## TASK OBJECTIVE
Starting at the line that has "Exercise. Point out every instance of the striped" and stopping after the line that has "Exercise. Point out every instance of the american", reproduce the listing below exactly; omit everything else.

## RECORDS
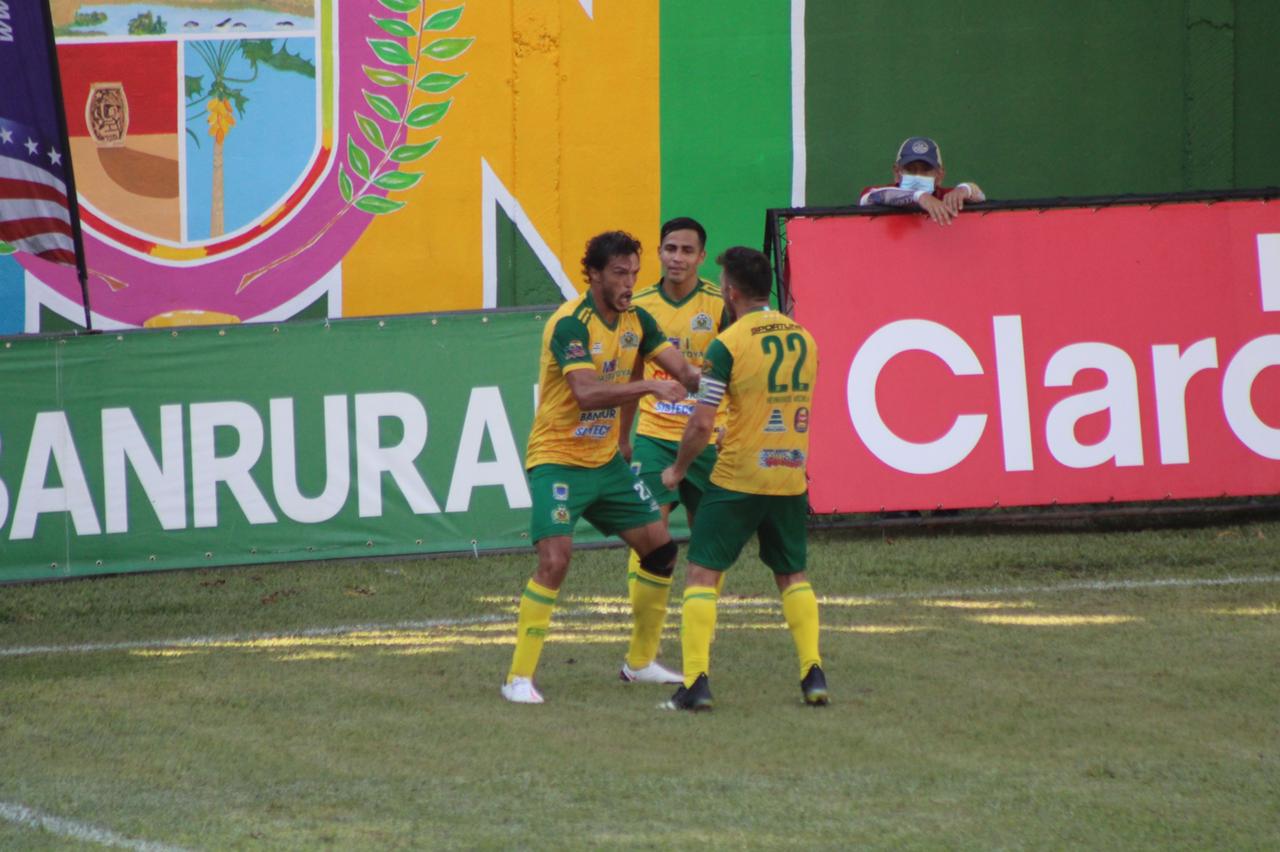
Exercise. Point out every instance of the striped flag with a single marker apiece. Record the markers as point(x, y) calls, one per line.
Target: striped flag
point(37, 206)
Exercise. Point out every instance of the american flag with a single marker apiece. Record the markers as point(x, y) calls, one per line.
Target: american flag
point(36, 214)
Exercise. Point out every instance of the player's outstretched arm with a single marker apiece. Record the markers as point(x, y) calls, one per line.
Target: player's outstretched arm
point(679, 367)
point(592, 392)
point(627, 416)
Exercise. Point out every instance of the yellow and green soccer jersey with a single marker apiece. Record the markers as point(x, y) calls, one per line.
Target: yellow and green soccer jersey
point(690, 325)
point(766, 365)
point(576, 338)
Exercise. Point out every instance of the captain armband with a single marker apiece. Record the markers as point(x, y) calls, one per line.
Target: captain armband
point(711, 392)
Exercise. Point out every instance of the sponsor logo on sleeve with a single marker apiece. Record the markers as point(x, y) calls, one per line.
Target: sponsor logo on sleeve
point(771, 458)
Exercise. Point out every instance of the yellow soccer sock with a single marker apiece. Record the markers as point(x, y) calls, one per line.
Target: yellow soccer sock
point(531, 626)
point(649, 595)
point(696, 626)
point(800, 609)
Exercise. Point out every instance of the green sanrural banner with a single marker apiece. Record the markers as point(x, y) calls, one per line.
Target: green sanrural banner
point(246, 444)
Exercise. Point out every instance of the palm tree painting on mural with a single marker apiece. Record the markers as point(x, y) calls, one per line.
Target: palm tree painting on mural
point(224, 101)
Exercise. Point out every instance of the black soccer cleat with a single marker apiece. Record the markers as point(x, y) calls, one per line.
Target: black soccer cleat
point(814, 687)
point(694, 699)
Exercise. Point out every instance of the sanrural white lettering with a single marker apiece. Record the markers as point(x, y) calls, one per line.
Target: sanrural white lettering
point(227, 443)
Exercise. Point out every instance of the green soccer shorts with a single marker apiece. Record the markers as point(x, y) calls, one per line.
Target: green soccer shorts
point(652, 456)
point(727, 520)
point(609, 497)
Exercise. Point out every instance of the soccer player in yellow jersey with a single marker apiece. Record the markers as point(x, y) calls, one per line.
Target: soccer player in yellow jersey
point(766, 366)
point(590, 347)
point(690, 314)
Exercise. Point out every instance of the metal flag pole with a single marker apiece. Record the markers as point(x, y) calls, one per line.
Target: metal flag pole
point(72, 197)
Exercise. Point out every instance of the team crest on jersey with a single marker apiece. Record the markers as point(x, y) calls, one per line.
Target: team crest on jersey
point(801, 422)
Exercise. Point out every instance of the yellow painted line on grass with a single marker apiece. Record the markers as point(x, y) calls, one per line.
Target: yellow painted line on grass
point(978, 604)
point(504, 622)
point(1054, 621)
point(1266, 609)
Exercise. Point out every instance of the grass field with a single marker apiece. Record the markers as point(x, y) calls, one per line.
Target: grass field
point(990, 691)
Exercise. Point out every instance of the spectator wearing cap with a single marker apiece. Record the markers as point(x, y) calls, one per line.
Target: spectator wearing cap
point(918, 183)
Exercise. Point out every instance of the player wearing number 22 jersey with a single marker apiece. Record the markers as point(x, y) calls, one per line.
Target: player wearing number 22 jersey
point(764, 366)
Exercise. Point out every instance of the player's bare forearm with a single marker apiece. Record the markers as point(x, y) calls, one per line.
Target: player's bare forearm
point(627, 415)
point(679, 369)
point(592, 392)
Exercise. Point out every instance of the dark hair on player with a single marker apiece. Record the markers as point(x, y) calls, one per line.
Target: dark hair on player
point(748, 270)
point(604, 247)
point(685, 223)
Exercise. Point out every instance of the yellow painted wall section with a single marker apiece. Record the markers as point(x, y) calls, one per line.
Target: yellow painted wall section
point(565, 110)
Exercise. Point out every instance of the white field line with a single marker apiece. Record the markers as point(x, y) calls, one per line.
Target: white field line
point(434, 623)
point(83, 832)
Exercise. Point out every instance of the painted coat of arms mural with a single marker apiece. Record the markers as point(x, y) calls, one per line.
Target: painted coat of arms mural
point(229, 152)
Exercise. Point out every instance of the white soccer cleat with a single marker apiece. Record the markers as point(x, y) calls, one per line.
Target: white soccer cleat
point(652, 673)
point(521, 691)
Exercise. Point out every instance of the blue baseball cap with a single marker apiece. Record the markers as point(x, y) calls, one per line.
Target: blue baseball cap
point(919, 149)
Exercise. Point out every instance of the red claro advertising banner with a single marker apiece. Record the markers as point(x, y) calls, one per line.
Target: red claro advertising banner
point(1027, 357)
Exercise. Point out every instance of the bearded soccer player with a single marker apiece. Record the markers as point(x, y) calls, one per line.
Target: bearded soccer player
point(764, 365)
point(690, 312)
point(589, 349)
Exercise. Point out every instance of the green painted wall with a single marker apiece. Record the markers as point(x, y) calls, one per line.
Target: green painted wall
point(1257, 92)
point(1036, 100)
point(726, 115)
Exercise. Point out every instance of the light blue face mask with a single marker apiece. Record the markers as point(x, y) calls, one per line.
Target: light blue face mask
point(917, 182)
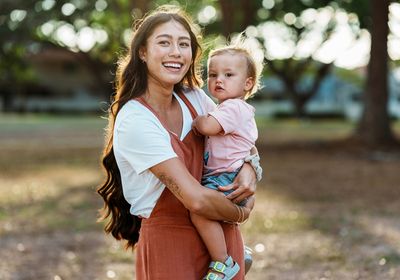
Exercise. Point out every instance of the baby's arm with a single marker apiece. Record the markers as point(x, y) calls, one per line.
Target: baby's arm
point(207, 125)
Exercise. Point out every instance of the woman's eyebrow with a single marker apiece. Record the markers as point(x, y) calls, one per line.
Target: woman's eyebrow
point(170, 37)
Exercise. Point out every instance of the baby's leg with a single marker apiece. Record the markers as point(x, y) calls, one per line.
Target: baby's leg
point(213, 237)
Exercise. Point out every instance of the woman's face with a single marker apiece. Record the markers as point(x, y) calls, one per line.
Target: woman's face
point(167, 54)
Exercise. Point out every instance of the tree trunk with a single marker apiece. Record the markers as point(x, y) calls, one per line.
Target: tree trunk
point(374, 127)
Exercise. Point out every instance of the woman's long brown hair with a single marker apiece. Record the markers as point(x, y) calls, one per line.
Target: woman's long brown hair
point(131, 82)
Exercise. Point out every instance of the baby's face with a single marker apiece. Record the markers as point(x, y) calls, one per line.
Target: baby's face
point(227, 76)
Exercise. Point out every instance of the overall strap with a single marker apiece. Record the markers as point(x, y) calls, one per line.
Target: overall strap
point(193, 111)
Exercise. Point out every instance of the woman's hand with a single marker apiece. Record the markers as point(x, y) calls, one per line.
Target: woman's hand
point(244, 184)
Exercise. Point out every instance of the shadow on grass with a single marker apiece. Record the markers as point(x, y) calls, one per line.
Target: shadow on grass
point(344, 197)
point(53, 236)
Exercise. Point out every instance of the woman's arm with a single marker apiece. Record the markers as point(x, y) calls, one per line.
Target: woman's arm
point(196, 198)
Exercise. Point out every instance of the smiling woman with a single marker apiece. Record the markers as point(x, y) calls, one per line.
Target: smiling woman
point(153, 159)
---
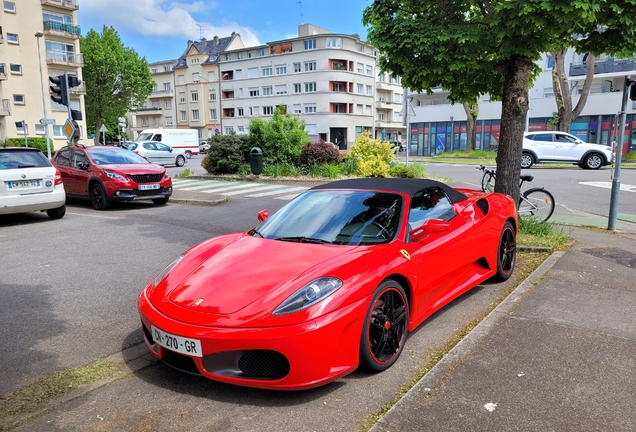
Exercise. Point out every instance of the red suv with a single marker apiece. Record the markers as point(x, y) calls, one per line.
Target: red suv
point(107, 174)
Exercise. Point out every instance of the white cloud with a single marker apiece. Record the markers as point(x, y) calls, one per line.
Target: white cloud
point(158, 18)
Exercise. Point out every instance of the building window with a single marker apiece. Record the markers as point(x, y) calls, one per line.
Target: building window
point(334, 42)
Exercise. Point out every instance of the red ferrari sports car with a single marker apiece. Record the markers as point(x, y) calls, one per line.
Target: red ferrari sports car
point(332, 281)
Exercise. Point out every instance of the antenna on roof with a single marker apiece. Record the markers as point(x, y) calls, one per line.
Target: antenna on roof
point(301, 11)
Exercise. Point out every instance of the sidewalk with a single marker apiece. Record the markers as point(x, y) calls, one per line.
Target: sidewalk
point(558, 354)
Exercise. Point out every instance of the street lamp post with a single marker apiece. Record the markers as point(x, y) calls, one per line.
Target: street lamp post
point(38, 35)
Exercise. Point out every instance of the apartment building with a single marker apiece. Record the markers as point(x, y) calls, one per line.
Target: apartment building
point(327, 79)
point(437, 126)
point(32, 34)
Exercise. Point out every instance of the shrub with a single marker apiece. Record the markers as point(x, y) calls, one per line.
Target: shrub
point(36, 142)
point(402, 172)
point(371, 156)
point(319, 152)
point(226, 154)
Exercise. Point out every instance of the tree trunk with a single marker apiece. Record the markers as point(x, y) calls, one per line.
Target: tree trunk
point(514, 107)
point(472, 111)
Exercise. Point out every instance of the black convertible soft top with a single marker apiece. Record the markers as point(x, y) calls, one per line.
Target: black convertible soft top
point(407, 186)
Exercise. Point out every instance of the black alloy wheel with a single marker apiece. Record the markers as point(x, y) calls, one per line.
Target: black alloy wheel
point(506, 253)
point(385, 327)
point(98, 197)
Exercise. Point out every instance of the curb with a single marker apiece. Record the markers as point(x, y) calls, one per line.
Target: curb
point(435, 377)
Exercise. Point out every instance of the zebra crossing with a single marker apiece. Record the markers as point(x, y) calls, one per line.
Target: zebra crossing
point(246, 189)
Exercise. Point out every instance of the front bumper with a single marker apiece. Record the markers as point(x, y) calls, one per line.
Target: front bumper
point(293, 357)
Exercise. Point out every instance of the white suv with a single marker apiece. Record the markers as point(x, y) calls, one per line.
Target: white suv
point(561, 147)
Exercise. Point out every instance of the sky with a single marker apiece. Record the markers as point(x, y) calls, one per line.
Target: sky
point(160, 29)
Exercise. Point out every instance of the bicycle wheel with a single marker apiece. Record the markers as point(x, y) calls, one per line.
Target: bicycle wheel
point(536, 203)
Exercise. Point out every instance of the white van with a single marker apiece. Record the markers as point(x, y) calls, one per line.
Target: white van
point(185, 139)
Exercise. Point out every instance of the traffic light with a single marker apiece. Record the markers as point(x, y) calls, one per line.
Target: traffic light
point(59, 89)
==
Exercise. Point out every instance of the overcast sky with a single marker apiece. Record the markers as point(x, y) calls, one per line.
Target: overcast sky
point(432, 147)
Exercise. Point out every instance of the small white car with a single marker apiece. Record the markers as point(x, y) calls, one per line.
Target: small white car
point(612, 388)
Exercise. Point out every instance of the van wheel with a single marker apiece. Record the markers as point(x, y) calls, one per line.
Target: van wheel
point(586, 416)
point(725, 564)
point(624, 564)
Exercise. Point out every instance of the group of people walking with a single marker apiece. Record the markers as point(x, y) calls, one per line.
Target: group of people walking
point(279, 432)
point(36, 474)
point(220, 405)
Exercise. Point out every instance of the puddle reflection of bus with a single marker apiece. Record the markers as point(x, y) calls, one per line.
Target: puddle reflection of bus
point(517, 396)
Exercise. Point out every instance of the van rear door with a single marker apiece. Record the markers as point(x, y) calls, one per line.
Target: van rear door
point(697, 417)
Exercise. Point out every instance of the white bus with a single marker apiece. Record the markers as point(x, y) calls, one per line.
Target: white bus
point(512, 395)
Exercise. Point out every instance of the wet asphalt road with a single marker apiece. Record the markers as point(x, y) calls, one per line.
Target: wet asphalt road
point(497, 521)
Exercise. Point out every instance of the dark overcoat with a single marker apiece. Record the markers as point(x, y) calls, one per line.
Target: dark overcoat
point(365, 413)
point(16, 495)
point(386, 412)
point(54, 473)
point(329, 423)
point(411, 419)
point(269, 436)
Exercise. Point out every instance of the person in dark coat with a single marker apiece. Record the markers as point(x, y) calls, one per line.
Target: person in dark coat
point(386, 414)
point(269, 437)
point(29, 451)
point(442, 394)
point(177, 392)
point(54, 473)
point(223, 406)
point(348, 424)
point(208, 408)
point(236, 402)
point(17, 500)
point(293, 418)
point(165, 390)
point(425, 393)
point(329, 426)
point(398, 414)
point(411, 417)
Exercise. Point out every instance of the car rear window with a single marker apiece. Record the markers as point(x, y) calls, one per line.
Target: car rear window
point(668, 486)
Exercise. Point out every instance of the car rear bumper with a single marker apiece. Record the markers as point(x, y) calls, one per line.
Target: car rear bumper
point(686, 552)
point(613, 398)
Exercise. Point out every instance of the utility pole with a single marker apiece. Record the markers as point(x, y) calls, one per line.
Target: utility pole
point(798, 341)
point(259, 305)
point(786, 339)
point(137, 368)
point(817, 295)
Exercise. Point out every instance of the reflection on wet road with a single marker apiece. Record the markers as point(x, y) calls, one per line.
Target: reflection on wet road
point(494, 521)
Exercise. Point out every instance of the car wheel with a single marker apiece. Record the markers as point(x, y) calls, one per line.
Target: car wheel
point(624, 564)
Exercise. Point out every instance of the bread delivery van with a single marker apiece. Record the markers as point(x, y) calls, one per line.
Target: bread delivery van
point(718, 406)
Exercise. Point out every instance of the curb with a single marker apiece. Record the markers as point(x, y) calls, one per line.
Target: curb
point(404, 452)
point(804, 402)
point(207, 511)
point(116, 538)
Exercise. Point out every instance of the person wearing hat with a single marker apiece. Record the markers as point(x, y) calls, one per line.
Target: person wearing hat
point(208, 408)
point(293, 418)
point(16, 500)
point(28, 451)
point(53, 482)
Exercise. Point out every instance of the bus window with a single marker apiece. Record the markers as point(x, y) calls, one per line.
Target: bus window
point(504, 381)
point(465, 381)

## EXPECTED OUTPUT
Exercise. Point out every instance of the striped flag with a single marker apiece. Record the markers as point(x, y) calls, one per line.
Target: striped flag
point(37, 206)
Exercise. Point out every instance of the american flag with a single marker apiece. Record the markers as point(x, y) calls, one per line.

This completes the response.